**SOURCE MATERIAL**
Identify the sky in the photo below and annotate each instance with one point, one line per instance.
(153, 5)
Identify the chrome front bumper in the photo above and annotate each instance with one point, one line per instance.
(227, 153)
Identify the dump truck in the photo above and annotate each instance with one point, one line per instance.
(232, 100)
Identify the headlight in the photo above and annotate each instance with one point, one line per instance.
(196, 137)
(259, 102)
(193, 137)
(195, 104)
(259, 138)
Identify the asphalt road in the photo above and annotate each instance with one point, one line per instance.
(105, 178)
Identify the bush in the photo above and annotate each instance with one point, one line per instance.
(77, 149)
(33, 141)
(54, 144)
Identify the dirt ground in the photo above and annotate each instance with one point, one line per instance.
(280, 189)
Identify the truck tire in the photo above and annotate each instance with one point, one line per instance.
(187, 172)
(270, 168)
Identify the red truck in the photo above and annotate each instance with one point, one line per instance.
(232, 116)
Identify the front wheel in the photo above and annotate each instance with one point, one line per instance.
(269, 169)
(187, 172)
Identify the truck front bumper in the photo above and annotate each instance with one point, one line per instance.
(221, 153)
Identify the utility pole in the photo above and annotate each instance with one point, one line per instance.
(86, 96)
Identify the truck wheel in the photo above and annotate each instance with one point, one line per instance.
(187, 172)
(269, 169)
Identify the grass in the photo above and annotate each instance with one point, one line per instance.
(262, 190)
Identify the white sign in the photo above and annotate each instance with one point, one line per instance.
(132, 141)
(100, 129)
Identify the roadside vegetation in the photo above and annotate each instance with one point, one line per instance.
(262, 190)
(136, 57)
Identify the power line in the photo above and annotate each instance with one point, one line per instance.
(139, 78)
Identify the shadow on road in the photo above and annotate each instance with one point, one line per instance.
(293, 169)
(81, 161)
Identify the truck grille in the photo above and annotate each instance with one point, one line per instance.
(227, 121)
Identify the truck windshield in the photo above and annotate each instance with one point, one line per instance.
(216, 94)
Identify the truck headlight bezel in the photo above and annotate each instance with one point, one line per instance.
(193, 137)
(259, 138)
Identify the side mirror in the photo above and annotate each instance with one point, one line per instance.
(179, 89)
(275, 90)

**TASK REQUIREMENTS**
Make sure every record is repeated exactly.

**RESULT OF THIS EXERCISE**
Identify the sky in the photo below and annotate each instance with one point, one line per instance.
(153, 5)
Identify the chrome front bumper in the photo above and annotate each instance with one point, one line per instance.
(227, 153)
Identify the dump truck in the photo above and annotate each instance with one point, one line per instance.
(232, 100)
Identify the headlight in the photo above and annotate each instance with one point, one line per instance.
(196, 137)
(259, 102)
(193, 137)
(195, 104)
(259, 138)
Identify the asphalt road in the photo above and annotate each instance with one point, one line per instance.
(105, 178)
Identify the bush in the photo above and annotate each instance with one point, one line per instance.
(77, 149)
(33, 141)
(54, 144)
Identify the dirt ground in the photo above and annotate each instance with one point, one line per instance.
(280, 189)
Identify the truck tire in the photo above and annotate each instance with one point, one line per instance.
(187, 172)
(270, 168)
Identify the red truck in the photo above and annotate each instance with one point, one line per instance.
(232, 116)
Identify the front wheel in the photo above and annotate each instance with one point, one line per instance.
(269, 169)
(187, 172)
Identify the truck front bumper in the photo above and annotate each instance with one point, one line per instance.
(221, 153)
Identify the utility pole in the photo above and annotate each instance with one point, one line per instance.
(86, 96)
Identify the truck wheel in the photo above and annotate each instance with one point, one line per instance.
(187, 172)
(269, 169)
Identify the grass in the photo above and annotate each instance with one point, one line per instance.
(262, 190)
Identify the white sign in the photo above and annotate each instance with one point, one line per instance.
(132, 141)
(100, 129)
Identify the roadside vegetation in the photo above and annotate each instance with one point, one line per instance.
(262, 190)
(136, 57)
Identify the power line in the photo above and annotate each instance with one point, one line per instance.
(139, 78)
Identify the shadow on road in the photo above and annotate each instance with one point, one line per instance.
(293, 169)
(81, 161)
Identify the truck grille in the photo above and annotate each instance with one point, one line per instance.
(227, 121)
Identify the truck windshield in the photo above and annotate each instance with one point, one line per instance.
(216, 94)
Identify the truck headlight bezel in the photo above and annotate each instance with one point, one line per instance.
(193, 137)
(259, 138)
Identify the side mirror in the photo above and annotate each instance with one point, one line per instance.
(179, 89)
(275, 90)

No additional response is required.